**Aim of the task:** Check every line below for the string "with". Copy the ones that have it.

[Records shown Boundary: Start]

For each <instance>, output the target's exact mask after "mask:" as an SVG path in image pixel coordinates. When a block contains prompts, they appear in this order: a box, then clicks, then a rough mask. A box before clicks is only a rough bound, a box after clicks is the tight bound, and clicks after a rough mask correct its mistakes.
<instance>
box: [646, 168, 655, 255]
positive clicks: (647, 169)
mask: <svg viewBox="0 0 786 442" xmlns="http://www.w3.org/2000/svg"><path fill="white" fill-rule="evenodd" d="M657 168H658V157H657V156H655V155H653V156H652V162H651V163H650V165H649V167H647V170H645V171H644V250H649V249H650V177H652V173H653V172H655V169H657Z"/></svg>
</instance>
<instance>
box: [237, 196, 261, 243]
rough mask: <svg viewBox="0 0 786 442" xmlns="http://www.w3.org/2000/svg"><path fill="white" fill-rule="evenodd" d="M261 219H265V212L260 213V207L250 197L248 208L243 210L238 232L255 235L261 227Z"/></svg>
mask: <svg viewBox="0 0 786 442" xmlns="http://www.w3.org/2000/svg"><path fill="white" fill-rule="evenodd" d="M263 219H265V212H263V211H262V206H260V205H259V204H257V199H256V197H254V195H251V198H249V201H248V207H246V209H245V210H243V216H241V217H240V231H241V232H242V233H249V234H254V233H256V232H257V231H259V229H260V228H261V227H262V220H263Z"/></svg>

[Records shown Boundary: End]
[Records shown Boundary: Start]

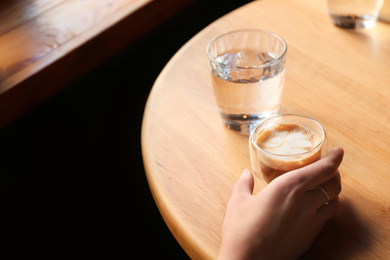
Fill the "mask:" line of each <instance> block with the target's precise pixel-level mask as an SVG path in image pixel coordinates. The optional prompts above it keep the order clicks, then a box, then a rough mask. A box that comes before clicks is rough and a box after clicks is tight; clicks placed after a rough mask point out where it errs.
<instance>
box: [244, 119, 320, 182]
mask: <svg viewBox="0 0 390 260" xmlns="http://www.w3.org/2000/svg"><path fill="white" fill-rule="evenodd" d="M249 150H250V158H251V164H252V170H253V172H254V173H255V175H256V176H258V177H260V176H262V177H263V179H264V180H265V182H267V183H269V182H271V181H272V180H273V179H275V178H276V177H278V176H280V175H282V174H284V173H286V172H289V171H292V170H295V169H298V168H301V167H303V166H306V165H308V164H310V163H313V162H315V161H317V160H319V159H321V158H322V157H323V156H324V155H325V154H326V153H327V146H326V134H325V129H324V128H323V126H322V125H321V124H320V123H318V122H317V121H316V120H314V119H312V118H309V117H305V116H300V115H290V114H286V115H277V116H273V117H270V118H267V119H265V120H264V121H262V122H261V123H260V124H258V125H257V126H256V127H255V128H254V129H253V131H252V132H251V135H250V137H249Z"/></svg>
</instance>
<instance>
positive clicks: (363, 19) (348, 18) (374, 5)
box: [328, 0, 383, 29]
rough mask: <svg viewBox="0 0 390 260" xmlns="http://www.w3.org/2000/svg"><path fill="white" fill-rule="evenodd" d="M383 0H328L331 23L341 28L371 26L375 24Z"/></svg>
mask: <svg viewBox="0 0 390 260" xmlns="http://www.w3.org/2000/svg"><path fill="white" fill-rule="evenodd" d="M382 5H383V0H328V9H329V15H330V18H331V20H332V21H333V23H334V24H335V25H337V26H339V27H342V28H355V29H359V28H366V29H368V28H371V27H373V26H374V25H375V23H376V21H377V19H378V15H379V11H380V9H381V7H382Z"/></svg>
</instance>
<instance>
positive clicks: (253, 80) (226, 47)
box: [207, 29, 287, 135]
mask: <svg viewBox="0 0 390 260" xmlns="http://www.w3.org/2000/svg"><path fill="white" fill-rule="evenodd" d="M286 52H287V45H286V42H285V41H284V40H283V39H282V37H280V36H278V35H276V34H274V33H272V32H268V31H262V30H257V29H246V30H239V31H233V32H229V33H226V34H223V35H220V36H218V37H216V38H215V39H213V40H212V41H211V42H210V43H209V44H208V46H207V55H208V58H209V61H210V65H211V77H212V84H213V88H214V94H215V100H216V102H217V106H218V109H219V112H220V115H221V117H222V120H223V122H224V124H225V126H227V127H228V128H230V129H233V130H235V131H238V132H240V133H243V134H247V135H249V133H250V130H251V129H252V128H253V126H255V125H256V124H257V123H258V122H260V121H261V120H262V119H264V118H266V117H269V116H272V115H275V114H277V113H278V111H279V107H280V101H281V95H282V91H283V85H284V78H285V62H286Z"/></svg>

[Records shown Boundary: End]
[Records shown Boundary: Start]

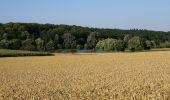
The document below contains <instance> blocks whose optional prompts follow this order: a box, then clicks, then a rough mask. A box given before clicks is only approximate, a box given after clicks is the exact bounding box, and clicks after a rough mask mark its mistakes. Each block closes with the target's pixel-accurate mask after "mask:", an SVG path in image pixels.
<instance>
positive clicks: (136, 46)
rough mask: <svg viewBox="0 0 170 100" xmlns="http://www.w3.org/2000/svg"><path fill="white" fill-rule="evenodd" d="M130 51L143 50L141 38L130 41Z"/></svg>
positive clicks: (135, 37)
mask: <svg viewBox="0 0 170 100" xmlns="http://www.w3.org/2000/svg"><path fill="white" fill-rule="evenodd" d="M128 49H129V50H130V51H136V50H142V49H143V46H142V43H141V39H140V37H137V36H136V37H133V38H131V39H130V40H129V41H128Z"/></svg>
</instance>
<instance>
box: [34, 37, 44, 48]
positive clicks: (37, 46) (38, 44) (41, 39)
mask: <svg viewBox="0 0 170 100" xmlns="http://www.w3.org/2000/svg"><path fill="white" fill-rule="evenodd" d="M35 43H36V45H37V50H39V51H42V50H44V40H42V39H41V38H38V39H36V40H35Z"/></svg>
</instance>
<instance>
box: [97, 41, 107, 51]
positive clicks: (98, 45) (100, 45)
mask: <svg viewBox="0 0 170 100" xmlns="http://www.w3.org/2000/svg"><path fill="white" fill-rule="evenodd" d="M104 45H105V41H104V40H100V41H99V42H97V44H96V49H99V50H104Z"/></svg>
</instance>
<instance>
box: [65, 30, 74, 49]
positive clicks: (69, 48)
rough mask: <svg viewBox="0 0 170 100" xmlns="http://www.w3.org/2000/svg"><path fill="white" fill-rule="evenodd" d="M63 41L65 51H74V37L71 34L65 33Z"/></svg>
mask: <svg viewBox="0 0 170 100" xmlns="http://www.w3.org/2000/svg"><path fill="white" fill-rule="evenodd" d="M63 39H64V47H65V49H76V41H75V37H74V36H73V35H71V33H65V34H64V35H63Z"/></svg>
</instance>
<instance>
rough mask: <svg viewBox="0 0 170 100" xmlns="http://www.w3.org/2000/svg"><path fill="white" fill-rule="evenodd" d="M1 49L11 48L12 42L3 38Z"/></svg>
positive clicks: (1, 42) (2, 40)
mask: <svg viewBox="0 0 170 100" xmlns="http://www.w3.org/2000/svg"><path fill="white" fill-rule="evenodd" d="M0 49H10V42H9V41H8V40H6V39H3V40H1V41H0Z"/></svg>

[Records shown Boundary: End]

**Your solution:**
Fill the "mask:" line of each <instance> block with the target's precise pixel-level mask as an SVG path in image pixel coordinates. The optional prompts above it keep the order clicks, then a box, then a rough mask. A box that comes before clicks is rough and a box after clicks is tight; clicks placed after a rough mask point out where it errs.
The document below contains <instance> blocks whose optional prompts follow this order: a box, then clicks, then a rough mask. A box given before clicks is only approximate, a box given after clicks is the exact bounding box, and clicks after a rough mask mark its mistakes. Each block closes with the target's pixel-accurate mask after "mask:", an SVG path in image pixels.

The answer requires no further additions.